▶ Data for processing
● ● ● ● ● ● ●

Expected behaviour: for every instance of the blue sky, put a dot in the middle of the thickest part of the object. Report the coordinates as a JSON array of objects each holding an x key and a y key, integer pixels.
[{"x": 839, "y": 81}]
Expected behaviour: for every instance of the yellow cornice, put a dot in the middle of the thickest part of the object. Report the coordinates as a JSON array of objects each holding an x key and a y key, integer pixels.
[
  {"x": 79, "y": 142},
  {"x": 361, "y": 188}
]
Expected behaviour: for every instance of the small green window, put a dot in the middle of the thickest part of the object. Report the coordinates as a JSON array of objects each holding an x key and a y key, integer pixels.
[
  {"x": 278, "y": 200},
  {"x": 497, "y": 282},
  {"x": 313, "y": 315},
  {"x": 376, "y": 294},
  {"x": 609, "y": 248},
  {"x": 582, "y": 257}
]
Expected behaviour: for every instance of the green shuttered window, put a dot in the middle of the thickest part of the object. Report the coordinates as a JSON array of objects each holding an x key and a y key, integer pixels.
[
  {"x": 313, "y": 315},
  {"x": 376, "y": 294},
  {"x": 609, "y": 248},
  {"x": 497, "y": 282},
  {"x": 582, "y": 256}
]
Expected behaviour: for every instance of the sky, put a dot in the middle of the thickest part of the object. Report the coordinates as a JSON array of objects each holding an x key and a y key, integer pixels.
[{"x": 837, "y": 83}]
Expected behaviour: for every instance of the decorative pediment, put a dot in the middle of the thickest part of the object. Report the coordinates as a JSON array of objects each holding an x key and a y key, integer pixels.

● ● ● ● ● ● ●

▶ Brief
All entries shown above should be printed again exactly.

▶ Exercise response
Expected behaviour: for every instance of the blue sky, put a dot in the middle of the thickest part of the object. Report the coordinates as a JSON array of objects each holding an x key and a y key, integer pixels.
[{"x": 839, "y": 81}]
Expected behaviour: for every instance of the yellow cornice, put a dot in the middle of the thickest part of the object. Report the coordinates as a JSON array of objects each holding an x key and a y key, integer pixels.
[
  {"x": 79, "y": 142},
  {"x": 361, "y": 188}
]
Expected behaviour: for every instance of the small green window, put a dot in the middle of the thickest part of the object. Report the coordinates as a JSON array of objects each holding an x key and a y key, integer pixels.
[
  {"x": 278, "y": 200},
  {"x": 497, "y": 282},
  {"x": 313, "y": 315},
  {"x": 376, "y": 294},
  {"x": 609, "y": 248},
  {"x": 582, "y": 257}
]
Expected behaviour: for every instance of the green shuttered window, put a dot in the middle of the thickest part of the object. Report the coordinates as a JSON array of objects each holding an x key and a y key, integer pixels.
[
  {"x": 313, "y": 315},
  {"x": 376, "y": 294},
  {"x": 609, "y": 248},
  {"x": 497, "y": 282},
  {"x": 582, "y": 256}
]
Expected behaviour: for every instance of the sky, put a dot in the middle of the thickest part of the object. Report the coordinates as a JSON array of objects each holding an x key and a y key, integer pixels.
[{"x": 837, "y": 83}]
Expected behaviour: for every instance of the decorative pediment, put a dot in the middle of the thickest part of the object. Report the coordinates as a JSON array of objects each holding an x key and a y key, integer pixels.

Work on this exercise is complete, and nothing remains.